» **TASK OBJECTIVE**
Transcribe the records below exactly as they appear.

» **DATASET**
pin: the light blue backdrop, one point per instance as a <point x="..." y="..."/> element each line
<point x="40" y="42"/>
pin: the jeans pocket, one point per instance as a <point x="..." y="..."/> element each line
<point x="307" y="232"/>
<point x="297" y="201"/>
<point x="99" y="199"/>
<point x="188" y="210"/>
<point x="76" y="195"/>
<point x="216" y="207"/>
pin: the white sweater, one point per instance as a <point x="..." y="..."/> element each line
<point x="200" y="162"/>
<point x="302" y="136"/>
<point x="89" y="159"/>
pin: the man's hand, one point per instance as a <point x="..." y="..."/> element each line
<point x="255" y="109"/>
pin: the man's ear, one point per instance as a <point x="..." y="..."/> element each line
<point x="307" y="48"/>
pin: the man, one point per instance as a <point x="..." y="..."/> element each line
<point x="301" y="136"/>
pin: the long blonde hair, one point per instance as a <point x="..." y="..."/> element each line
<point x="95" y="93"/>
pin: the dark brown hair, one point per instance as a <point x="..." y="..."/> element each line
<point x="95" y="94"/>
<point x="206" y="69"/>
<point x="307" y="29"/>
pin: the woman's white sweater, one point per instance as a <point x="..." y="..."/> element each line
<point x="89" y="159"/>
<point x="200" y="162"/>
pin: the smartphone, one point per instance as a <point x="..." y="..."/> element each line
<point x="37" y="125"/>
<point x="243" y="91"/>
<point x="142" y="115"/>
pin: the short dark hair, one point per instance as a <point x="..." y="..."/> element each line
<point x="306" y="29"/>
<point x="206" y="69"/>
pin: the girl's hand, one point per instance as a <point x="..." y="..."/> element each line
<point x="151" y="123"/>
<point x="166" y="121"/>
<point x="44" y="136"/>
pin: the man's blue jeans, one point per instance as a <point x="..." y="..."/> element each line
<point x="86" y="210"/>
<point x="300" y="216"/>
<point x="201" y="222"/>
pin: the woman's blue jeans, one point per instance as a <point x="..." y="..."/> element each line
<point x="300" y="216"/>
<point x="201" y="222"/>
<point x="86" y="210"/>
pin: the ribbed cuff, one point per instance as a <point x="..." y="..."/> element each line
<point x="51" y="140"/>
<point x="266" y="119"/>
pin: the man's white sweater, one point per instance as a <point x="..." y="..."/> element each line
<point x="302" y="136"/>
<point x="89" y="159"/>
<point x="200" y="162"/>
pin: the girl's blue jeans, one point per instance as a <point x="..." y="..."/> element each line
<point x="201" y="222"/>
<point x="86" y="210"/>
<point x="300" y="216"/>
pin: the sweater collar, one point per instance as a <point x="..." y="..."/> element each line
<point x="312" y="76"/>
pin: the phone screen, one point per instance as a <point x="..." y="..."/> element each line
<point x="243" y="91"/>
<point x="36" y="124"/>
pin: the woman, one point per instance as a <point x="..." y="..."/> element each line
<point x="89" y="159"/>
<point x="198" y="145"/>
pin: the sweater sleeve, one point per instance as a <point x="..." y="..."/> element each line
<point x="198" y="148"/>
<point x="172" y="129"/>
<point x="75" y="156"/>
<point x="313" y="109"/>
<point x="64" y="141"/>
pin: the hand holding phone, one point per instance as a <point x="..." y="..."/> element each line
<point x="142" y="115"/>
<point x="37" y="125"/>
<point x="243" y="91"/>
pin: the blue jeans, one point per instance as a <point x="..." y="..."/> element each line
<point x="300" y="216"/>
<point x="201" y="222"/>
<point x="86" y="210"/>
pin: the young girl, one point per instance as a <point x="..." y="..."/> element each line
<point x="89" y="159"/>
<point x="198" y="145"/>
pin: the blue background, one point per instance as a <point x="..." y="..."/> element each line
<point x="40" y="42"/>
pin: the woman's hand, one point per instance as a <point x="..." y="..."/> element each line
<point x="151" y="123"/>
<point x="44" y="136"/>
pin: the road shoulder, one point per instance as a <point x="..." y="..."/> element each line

» **RESULT**
pin: the light blue backdrop, one point per instance as a <point x="..." y="..."/> element each line
<point x="40" y="42"/>
pin: the jeans pocket, one point per instance as a <point x="..." y="..."/> element each line
<point x="307" y="232"/>
<point x="297" y="201"/>
<point x="99" y="199"/>
<point x="188" y="210"/>
<point x="76" y="195"/>
<point x="216" y="207"/>
pin: the white sweater, one point per instance as a <point x="..." y="..."/> element each line
<point x="200" y="162"/>
<point x="302" y="136"/>
<point x="89" y="159"/>
pin: the man's hand, one point per instance as a <point x="..." y="..."/> element each line
<point x="255" y="109"/>
pin: the man's ear, one point per instance as a <point x="..." y="..."/> element each line
<point x="307" y="48"/>
pin: the man, one point per instance as a <point x="..." y="..."/> element each line
<point x="301" y="136"/>
pin: the long blonde hair, one point per instance as a <point x="..." y="..."/> element each line
<point x="95" y="93"/>
pin: the dark brown hair, one point per instance as a <point x="..." y="..."/> element each line
<point x="95" y="94"/>
<point x="206" y="69"/>
<point x="307" y="29"/>
pin: the woman's white sweater, one point per instance as a <point x="..." y="..."/> element each line
<point x="89" y="159"/>
<point x="200" y="162"/>
pin: the smartphone, one point per instance as a <point x="..." y="..."/> element each line
<point x="37" y="125"/>
<point x="243" y="91"/>
<point x="142" y="115"/>
pin: the short dark hair, one point per instance as a <point x="..." y="..."/> element each line
<point x="306" y="29"/>
<point x="206" y="69"/>
pin: the girl's hand, one point per instance as a <point x="..." y="..."/> element each line
<point x="151" y="123"/>
<point x="166" y="121"/>
<point x="44" y="136"/>
pin: the man's blue jeans, one point per instance as a <point x="..." y="..."/> element each line
<point x="86" y="210"/>
<point x="300" y="216"/>
<point x="201" y="222"/>
pin: the woman's blue jeans, one point per instance as a <point x="..." y="..."/> element each line
<point x="300" y="216"/>
<point x="201" y="222"/>
<point x="86" y="210"/>
pin: the ribbed cuff, one point per instance as a <point x="..." y="..."/> element each line
<point x="51" y="140"/>
<point x="266" y="119"/>
pin: the man's white sweater, one point per instance as a <point x="..." y="..."/> element each line
<point x="302" y="136"/>
<point x="89" y="159"/>
<point x="200" y="162"/>
pin: the girl's blue jeans, one point per instance as a <point x="..." y="..."/> element each line
<point x="201" y="222"/>
<point x="86" y="210"/>
<point x="300" y="216"/>
pin: the sweater collar, one point per instance as a <point x="..." y="..."/> element each line
<point x="312" y="76"/>
pin: the phone screen, one point per instance as a <point x="..." y="..."/> element each line
<point x="243" y="91"/>
<point x="36" y="124"/>
pin: the woman, one point per instance as a <point x="..." y="..."/> element each line
<point x="89" y="159"/>
<point x="198" y="145"/>
pin: the sweater sleeve, one point per instance as a <point x="..." y="..."/> element each line
<point x="198" y="148"/>
<point x="172" y="129"/>
<point x="75" y="156"/>
<point x="313" y="109"/>
<point x="64" y="141"/>
pin: the hand holding phone, one point per instance as a <point x="..." y="..."/> element each line
<point x="142" y="115"/>
<point x="37" y="125"/>
<point x="243" y="91"/>
pin: the blue jeans, one point per instance as a <point x="..." y="..."/> element each line
<point x="300" y="216"/>
<point x="201" y="222"/>
<point x="86" y="210"/>
pin: the young girl, one point per instance as a <point x="..." y="..."/> element each line
<point x="89" y="159"/>
<point x="198" y="145"/>
pin: the blue background, one point per instance as a <point x="..." y="..."/> element each line
<point x="40" y="42"/>
pin: the woman's hand, one point per instance as a <point x="..." y="..."/> element each line
<point x="151" y="123"/>
<point x="44" y="136"/>
pin: the road shoulder, one point per instance as a <point x="..." y="..."/> element each line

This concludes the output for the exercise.